- Problem description: Report each line in the rows below that contains the word "black".

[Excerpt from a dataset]
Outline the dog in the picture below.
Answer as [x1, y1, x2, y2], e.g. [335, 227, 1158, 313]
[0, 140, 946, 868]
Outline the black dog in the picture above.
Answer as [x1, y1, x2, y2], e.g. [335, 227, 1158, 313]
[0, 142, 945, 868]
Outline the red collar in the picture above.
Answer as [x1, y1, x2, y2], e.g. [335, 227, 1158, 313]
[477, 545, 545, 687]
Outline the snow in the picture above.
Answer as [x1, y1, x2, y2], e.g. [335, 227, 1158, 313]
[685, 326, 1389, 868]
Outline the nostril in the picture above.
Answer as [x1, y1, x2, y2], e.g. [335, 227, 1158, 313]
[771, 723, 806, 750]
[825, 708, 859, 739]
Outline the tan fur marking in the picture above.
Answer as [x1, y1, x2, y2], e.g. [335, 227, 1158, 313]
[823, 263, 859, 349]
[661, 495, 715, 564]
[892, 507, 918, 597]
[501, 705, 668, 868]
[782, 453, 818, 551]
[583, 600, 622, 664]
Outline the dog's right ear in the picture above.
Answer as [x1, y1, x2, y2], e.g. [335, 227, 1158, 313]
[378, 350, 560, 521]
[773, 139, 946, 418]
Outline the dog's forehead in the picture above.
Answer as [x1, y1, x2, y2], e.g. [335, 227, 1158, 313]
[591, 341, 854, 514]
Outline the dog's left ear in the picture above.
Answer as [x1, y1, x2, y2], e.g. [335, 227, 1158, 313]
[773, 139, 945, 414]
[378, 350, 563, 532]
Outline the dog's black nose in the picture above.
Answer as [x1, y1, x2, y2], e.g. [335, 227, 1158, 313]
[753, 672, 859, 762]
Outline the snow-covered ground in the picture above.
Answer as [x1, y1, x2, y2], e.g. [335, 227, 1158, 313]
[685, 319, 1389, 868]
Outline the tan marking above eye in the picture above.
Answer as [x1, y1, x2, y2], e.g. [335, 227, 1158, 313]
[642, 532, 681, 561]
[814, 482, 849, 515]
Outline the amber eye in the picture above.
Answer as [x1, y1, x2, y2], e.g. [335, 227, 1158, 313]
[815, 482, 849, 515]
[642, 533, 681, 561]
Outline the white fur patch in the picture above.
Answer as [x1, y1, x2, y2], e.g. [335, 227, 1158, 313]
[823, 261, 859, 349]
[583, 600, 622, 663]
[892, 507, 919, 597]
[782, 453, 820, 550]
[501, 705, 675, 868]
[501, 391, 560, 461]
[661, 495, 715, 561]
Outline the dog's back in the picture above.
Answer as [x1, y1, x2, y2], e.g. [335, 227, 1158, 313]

- Solution for this problem:
Outline the black dog in the picture above.
Outline the dog's black nose in the picture above.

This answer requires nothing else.